_Referring expression pointing data_.
________________________

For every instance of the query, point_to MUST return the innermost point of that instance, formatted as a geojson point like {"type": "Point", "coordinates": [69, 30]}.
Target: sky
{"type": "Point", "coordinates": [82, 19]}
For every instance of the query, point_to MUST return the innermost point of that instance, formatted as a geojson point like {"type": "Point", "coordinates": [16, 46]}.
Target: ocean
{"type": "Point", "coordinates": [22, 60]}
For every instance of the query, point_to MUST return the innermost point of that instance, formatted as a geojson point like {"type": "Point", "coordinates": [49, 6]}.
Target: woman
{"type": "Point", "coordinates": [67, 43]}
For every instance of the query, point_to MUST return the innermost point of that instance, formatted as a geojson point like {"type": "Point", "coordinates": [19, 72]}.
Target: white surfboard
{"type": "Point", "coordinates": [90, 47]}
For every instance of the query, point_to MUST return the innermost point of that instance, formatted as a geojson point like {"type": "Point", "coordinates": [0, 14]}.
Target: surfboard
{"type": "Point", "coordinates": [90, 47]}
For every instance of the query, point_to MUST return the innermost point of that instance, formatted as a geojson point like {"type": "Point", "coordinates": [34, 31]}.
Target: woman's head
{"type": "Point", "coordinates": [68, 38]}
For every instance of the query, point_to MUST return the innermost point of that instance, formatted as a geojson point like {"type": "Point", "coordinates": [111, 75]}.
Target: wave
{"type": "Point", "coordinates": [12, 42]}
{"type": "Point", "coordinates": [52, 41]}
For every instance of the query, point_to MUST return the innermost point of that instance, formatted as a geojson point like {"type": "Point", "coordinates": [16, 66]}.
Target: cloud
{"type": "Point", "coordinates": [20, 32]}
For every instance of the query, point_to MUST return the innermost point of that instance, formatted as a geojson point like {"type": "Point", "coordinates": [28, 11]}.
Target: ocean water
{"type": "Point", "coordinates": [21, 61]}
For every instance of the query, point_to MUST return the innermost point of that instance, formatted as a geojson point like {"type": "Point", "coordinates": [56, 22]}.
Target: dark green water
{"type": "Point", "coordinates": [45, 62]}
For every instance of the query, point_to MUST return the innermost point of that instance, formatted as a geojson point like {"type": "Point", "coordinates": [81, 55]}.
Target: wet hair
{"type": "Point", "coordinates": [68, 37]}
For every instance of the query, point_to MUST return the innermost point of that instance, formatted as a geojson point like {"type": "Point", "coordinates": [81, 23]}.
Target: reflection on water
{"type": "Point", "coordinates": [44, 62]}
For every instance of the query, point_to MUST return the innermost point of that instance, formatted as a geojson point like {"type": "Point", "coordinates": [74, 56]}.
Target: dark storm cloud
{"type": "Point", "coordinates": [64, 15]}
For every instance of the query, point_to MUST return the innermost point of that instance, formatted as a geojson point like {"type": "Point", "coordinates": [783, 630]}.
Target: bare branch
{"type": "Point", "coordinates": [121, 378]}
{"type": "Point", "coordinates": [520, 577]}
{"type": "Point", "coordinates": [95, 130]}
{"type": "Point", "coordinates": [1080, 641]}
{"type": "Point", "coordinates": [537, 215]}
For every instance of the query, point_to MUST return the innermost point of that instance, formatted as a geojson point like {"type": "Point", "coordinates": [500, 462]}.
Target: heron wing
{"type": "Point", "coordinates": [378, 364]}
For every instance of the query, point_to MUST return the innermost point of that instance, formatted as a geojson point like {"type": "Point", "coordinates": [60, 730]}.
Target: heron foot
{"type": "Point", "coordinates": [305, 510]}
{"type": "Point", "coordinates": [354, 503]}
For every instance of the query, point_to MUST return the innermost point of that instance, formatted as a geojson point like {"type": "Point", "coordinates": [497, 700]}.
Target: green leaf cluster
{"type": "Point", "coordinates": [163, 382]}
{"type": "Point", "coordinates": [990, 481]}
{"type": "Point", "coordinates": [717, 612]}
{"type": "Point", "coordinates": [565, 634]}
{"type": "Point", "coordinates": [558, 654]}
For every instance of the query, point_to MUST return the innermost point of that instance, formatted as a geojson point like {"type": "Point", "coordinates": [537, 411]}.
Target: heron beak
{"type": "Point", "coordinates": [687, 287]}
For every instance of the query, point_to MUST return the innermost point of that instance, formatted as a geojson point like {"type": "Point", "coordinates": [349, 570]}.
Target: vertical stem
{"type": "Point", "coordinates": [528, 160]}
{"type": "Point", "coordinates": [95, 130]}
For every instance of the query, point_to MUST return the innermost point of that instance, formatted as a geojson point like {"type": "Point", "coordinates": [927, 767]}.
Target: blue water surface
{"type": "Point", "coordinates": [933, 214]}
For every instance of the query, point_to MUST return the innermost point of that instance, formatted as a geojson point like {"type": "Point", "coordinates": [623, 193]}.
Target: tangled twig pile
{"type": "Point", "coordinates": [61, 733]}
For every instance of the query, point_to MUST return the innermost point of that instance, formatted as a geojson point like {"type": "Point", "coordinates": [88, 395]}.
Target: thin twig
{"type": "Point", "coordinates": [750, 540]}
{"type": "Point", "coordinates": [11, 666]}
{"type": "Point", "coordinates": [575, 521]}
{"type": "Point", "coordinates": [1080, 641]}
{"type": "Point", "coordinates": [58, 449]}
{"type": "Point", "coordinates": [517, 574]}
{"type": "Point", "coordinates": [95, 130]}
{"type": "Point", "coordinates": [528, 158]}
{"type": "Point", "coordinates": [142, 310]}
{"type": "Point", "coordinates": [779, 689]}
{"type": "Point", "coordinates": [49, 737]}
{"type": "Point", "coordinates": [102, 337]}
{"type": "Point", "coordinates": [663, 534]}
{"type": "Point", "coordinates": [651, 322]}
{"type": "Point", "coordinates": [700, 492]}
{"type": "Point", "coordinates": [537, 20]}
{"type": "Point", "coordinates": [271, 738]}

________________________

_PROBLEM TO WORK ON_.
Retype every record above exactly.

_ANSWER SPACE_.
For every instance of the query, point_to MUST return the innermost point of that instance, formatted as a geojson point like {"type": "Point", "coordinates": [69, 30]}.
Target: sky
{"type": "Point", "coordinates": [82, 19]}
For every instance of the query, point_to MUST return the innermost point of that instance, formatted as a geojson point like {"type": "Point", "coordinates": [16, 46]}.
Target: ocean
{"type": "Point", "coordinates": [22, 60]}
For every instance of the query, point_to MUST return the innermost point of that instance, formatted as a geojson point like {"type": "Point", "coordinates": [49, 6]}.
Target: woman
{"type": "Point", "coordinates": [67, 43]}
For every instance of the query, point_to MUST return the innermost point of that instance, formatted as a geojson point like {"type": "Point", "coordinates": [19, 72]}.
Target: white surfboard
{"type": "Point", "coordinates": [90, 47]}
For every instance of the query, point_to MUST return the innermost point of that instance, formatted as a geojson point like {"type": "Point", "coordinates": [0, 14]}.
Target: surfboard
{"type": "Point", "coordinates": [90, 47]}
For every instance of the query, point_to MUST return the innermost point of that instance, formatted as a geojson point like {"type": "Point", "coordinates": [34, 31]}.
Target: woman's head
{"type": "Point", "coordinates": [68, 38]}
For every instance of the query, point_to MUST return the innermost point of that instance, formatted as a geojson point like {"type": "Point", "coordinates": [111, 75]}.
Target: wave
{"type": "Point", "coordinates": [12, 42]}
{"type": "Point", "coordinates": [52, 41]}
For every instance of the query, point_to MUST return the innermost point of that instance, formatted as a geojson point like {"type": "Point", "coordinates": [16, 66]}.
Target: cloud
{"type": "Point", "coordinates": [20, 32]}
For every instance of the query, point_to MUST return the innermost point of that instance, formatted as a geojson point like {"type": "Point", "coordinates": [28, 11]}.
Target: ocean water
{"type": "Point", "coordinates": [21, 61]}
For every instance of the query, point_to MUST return the innermost point of that instance, formatted as a geojson point like {"type": "Point", "coordinates": [56, 22]}.
Target: dark green water
{"type": "Point", "coordinates": [45, 62]}
For every instance of the query, point_to MUST return the innermost point of that instance, formatted as a geojson point like {"type": "Point", "coordinates": [81, 55]}.
Target: wet hair
{"type": "Point", "coordinates": [68, 37]}
For every instance of the query, point_to MUST return the innermost point of that instance, formatted as a geojson point like {"type": "Point", "coordinates": [81, 23]}.
Target: reflection on water
{"type": "Point", "coordinates": [44, 62]}
For every instance of the query, point_to MUST return the innermost point of that instance, formatted as a geojson point like {"type": "Point", "coordinates": [74, 56]}.
Target: dark storm cloud
{"type": "Point", "coordinates": [64, 15]}
For every instance of the query, point_to MUST return the innermost point of that instance, formatted as a geojson point like {"type": "Point", "coordinates": [783, 630]}.
Target: bare branch
{"type": "Point", "coordinates": [121, 378]}
{"type": "Point", "coordinates": [520, 577]}
{"type": "Point", "coordinates": [95, 130]}
{"type": "Point", "coordinates": [1080, 641]}
{"type": "Point", "coordinates": [537, 215]}
For every instance of the query, point_to MUST return the innermost point of that instance, formatted as a geojson point like {"type": "Point", "coordinates": [500, 462]}.
Target: heron wing
{"type": "Point", "coordinates": [378, 364]}
For every instance of the query, point_to MUST return the innermost point of that instance, formatted as a geojson point like {"type": "Point", "coordinates": [60, 730]}.
Target: heron foot
{"type": "Point", "coordinates": [305, 510]}
{"type": "Point", "coordinates": [354, 503]}
For every instance of the query, point_to MUST return the innermost point of that instance, formatted as a geojson point like {"type": "Point", "coordinates": [497, 700]}.
Target: green leaf cluster
{"type": "Point", "coordinates": [163, 382]}
{"type": "Point", "coordinates": [990, 481]}
{"type": "Point", "coordinates": [717, 612]}
{"type": "Point", "coordinates": [565, 634]}
{"type": "Point", "coordinates": [558, 654]}
For every instance of the query, point_to MUST return the innermost point of that instance, formatted as a geojson point like {"type": "Point", "coordinates": [537, 411]}.
Target: heron beak
{"type": "Point", "coordinates": [687, 287]}
For every instance of the query, point_to MUST return the innermost point of that instance, formatted as a geojson point like {"type": "Point", "coordinates": [349, 570]}.
Target: vertical stem
{"type": "Point", "coordinates": [528, 160]}
{"type": "Point", "coordinates": [95, 130]}
For every instance of the query, point_to MUST return the innermost point of that instance, formatted as a geojson point like {"type": "Point", "coordinates": [927, 767]}.
Target: blue water surface
{"type": "Point", "coordinates": [933, 214]}
For every instance of the query, point_to MUST return the innermost point of that instance, formatted as a geojson point like {"type": "Point", "coordinates": [623, 193]}.
Target: tangled twig pile
{"type": "Point", "coordinates": [61, 733]}
For every instance of the query, point_to MUST return the innermost point of that instance, formatted as a geojson point like {"type": "Point", "coordinates": [88, 395]}.
Target: thin twig
{"type": "Point", "coordinates": [750, 540]}
{"type": "Point", "coordinates": [11, 666]}
{"type": "Point", "coordinates": [575, 521]}
{"type": "Point", "coordinates": [1080, 641]}
{"type": "Point", "coordinates": [58, 449]}
{"type": "Point", "coordinates": [517, 574]}
{"type": "Point", "coordinates": [95, 130]}
{"type": "Point", "coordinates": [528, 158]}
{"type": "Point", "coordinates": [142, 310]}
{"type": "Point", "coordinates": [779, 689]}
{"type": "Point", "coordinates": [49, 737]}
{"type": "Point", "coordinates": [102, 337]}
{"type": "Point", "coordinates": [663, 534]}
{"type": "Point", "coordinates": [651, 322]}
{"type": "Point", "coordinates": [700, 492]}
{"type": "Point", "coordinates": [537, 20]}
{"type": "Point", "coordinates": [271, 738]}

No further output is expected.